Exercise prompt
Please copy the rows from the line containing "target: blue sky" down to the line containing "M 167 136 L", swapping "evenodd" for "nonzero" and leaving everything else the same. Return only those lines.

Lines of data

···

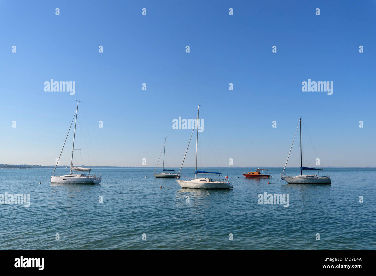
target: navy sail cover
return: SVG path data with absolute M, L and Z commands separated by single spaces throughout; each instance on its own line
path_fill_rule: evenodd
M 322 169 L 315 169 L 314 168 L 307 168 L 306 167 L 300 167 L 300 169 L 303 170 L 322 170 Z
M 220 172 L 205 172 L 203 170 L 196 170 L 194 172 L 196 174 L 197 173 L 217 173 L 217 174 L 222 174 Z

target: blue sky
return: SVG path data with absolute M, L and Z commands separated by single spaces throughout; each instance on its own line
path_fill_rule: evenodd
M 167 136 L 166 162 L 180 166 L 191 131 L 172 120 L 201 103 L 201 166 L 283 166 L 300 116 L 322 165 L 376 166 L 375 12 L 374 1 L 0 1 L 0 163 L 54 164 L 80 100 L 96 164 L 155 166 Z M 75 94 L 45 92 L 51 78 Z M 308 79 L 333 81 L 332 95 L 302 92 Z M 77 137 L 75 163 L 88 164 Z

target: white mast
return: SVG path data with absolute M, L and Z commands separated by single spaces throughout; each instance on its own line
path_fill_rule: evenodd
M 73 145 L 72 146 L 72 158 L 71 160 L 70 171 L 69 172 L 69 174 L 72 173 L 72 166 L 73 166 L 73 151 L 74 148 L 74 137 L 76 136 L 76 124 L 77 122 L 77 111 L 78 110 L 78 103 L 79 101 L 77 101 L 77 107 L 76 109 L 76 120 L 74 121 L 74 131 L 73 134 Z
M 162 173 L 164 170 L 164 153 L 166 151 L 166 137 L 165 137 L 165 144 L 163 145 L 163 169 L 162 169 Z
M 196 133 L 196 169 L 195 170 L 195 172 L 197 170 L 197 141 L 199 139 L 199 110 L 200 110 L 200 105 L 199 105 L 199 107 L 197 109 L 197 132 Z M 197 178 L 197 173 L 194 174 L 195 178 Z

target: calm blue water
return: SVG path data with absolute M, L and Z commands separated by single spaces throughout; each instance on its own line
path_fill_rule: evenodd
M 97 169 L 99 185 L 52 185 L 52 170 L 0 169 L 0 194 L 30 197 L 29 208 L 0 205 L 0 249 L 376 249 L 375 169 L 326 170 L 332 185 L 303 185 L 279 180 L 281 169 L 254 180 L 222 169 L 227 190 L 182 189 L 151 168 Z M 288 194 L 289 207 L 258 204 L 265 192 Z

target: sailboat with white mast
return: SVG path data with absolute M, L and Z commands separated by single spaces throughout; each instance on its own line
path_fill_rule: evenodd
M 79 101 L 77 101 L 77 107 L 76 108 L 76 113 L 74 113 L 74 116 L 73 117 L 73 119 L 75 118 L 74 121 L 74 131 L 73 132 L 73 145 L 72 146 L 72 157 L 71 159 L 70 170 L 69 174 L 65 175 L 59 176 L 55 175 L 55 170 L 56 170 L 56 167 L 58 165 L 58 161 L 56 162 L 56 166 L 55 166 L 55 169 L 53 170 L 52 173 L 52 176 L 51 177 L 51 182 L 52 183 L 56 183 L 58 184 L 99 184 L 100 183 L 102 180 L 102 177 L 100 176 L 97 176 L 96 174 L 94 175 L 91 175 L 90 172 L 89 174 L 86 175 L 86 173 L 72 173 L 72 171 L 76 172 L 91 172 L 91 169 L 89 168 L 83 167 L 76 167 L 73 165 L 73 153 L 74 149 L 74 138 L 76 136 L 76 124 L 77 122 L 77 112 L 78 111 L 78 103 Z M 72 127 L 72 124 L 73 123 L 73 119 L 72 122 L 71 123 L 70 127 L 69 127 L 69 130 L 68 130 L 68 133 L 67 134 L 67 137 L 65 137 L 65 140 L 64 142 L 64 145 L 63 145 L 63 148 L 60 152 L 60 155 L 59 156 L 58 160 L 60 160 L 60 157 L 61 156 L 61 153 L 63 152 L 63 149 L 64 149 L 64 146 L 67 142 L 67 138 L 68 138 L 68 134 L 69 134 L 69 131 L 70 131 L 71 128 Z
M 290 156 L 290 153 L 291 152 L 291 149 L 293 147 L 293 145 L 294 144 L 294 141 L 295 140 L 295 136 L 296 136 L 296 133 L 298 131 L 298 127 L 299 126 L 300 127 L 300 175 L 296 176 L 289 176 L 287 175 L 284 175 L 285 172 L 285 169 L 286 169 L 286 166 L 287 164 L 287 161 L 288 161 L 288 158 Z M 308 170 L 323 170 L 323 169 L 317 169 L 316 168 L 309 168 L 306 167 L 303 167 L 302 162 L 302 118 L 300 118 L 299 120 L 299 123 L 298 126 L 296 128 L 296 130 L 295 131 L 295 135 L 294 136 L 294 139 L 293 140 L 293 143 L 291 145 L 291 148 L 290 148 L 290 151 L 288 153 L 288 155 L 287 156 L 287 160 L 286 160 L 286 164 L 285 164 L 285 167 L 284 168 L 283 172 L 281 174 L 281 179 L 285 180 L 289 184 L 330 184 L 332 182 L 330 178 L 329 175 L 320 176 L 318 173 L 317 175 L 303 175 L 302 171 Z
M 157 163 L 157 166 L 155 167 L 155 169 L 154 170 L 154 173 L 153 173 L 154 176 L 155 176 L 157 178 L 174 178 L 175 177 L 177 176 L 177 174 L 175 172 L 176 171 L 175 170 L 167 170 L 164 168 L 164 155 L 165 152 L 166 151 L 166 138 L 167 137 L 165 137 L 165 143 L 163 144 L 163 147 L 162 148 L 162 150 L 163 151 L 163 167 L 162 169 L 162 172 L 161 173 L 156 173 L 155 171 L 157 170 L 157 167 L 158 167 L 158 164 L 159 163 L 159 159 L 161 159 L 161 155 L 159 155 L 159 159 L 158 160 L 158 162 Z M 161 152 L 161 154 L 162 155 L 162 152 Z M 179 177 L 180 177 L 179 176 Z
M 177 183 L 179 184 L 182 188 L 190 188 L 195 189 L 231 189 L 233 188 L 232 184 L 229 181 L 226 180 L 219 179 L 218 181 L 213 180 L 211 178 L 197 178 L 198 174 L 207 174 L 214 173 L 220 175 L 220 172 L 205 172 L 202 170 L 197 170 L 197 144 L 199 137 L 199 111 L 200 109 L 200 106 L 197 110 L 197 119 L 195 122 L 195 125 L 197 125 L 196 128 L 197 129 L 197 132 L 196 134 L 196 169 L 194 172 L 195 178 L 191 180 L 177 180 Z M 187 151 L 188 151 L 188 148 L 189 147 L 189 144 L 191 143 L 191 139 L 192 139 L 192 135 L 193 134 L 193 131 L 194 130 L 194 126 L 192 130 L 192 134 L 191 134 L 191 137 L 189 139 L 189 142 L 188 143 L 188 146 L 187 147 L 186 150 L 185 151 L 185 154 L 184 155 L 184 158 L 183 159 L 183 162 L 182 163 L 182 166 L 180 167 L 180 170 L 179 170 L 179 173 L 178 174 L 177 177 L 180 176 L 180 172 L 182 170 L 182 167 L 183 167 L 183 164 L 184 163 L 184 160 L 185 159 L 185 156 L 186 155 Z

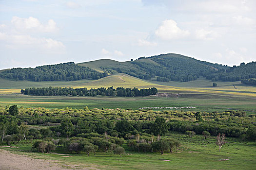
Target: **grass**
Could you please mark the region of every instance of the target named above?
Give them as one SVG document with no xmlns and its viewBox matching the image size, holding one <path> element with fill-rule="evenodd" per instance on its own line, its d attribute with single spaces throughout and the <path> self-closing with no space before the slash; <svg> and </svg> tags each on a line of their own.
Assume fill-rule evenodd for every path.
<svg viewBox="0 0 256 170">
<path fill-rule="evenodd" d="M 138 109 L 142 107 L 195 106 L 196 109 L 186 111 L 213 112 L 228 110 L 241 110 L 248 114 L 256 114 L 253 99 L 244 97 L 230 97 L 213 95 L 185 94 L 179 98 L 153 97 L 79 97 L 63 96 L 34 96 L 21 94 L 1 95 L 0 104 L 17 104 L 19 107 L 45 107 L 49 108 L 66 107 L 83 108 L 116 108 Z M 193 100 L 192 100 L 193 99 Z"/>
<path fill-rule="evenodd" d="M 256 144 L 253 142 L 240 142 L 229 138 L 220 152 L 215 144 L 215 137 L 203 139 L 201 135 L 189 138 L 184 134 L 172 133 L 172 138 L 178 139 L 182 144 L 180 150 L 174 153 L 141 153 L 129 151 L 122 157 L 110 153 L 98 152 L 90 157 L 85 153 L 67 153 L 58 148 L 56 152 L 73 157 L 63 157 L 63 155 L 31 153 L 30 143 L 15 145 L 19 148 L 5 148 L 14 152 L 26 153 L 30 156 L 39 156 L 40 158 L 60 161 L 70 165 L 85 164 L 104 170 L 255 170 L 256 169 Z M 228 159 L 226 161 L 219 161 Z M 164 161 L 169 160 L 169 161 Z"/>
<path fill-rule="evenodd" d="M 97 80 L 82 80 L 72 82 L 12 81 L 0 80 L 0 104 L 26 107 L 82 108 L 132 108 L 142 107 L 191 106 L 197 109 L 189 110 L 213 112 L 227 110 L 241 110 L 248 114 L 256 113 L 256 87 L 248 86 L 236 82 L 218 82 L 218 86 L 210 86 L 212 82 L 199 78 L 189 82 L 171 82 L 166 83 L 147 81 L 125 74 L 117 74 Z M 157 84 L 158 83 L 158 84 Z M 233 84 L 237 89 L 234 88 Z M 173 86 L 170 86 L 172 85 Z M 156 87 L 161 93 L 179 93 L 178 97 L 79 97 L 63 96 L 33 96 L 21 95 L 20 88 L 29 87 L 72 86 L 88 88 L 124 87 L 139 88 Z"/>
</svg>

···

Result of this task
target: blue sky
return: SVG path data with absolute M, L and Z commands separated by single spaces throughout; each instance on its own line
path_fill_rule: nonzero
M 167 136 L 166 162 L 180 166 L 191 131 L 172 120 L 201 103 L 201 166 L 283 166 L 300 116 L 322 165 L 376 166 L 375 12 L 374 1 L 0 1 L 0 163 L 54 164 L 80 100 L 96 164 L 155 166 Z M 75 94 L 45 92 L 51 78 Z M 308 79 L 333 81 L 332 95 L 302 92 Z M 77 137 L 75 163 L 88 164 Z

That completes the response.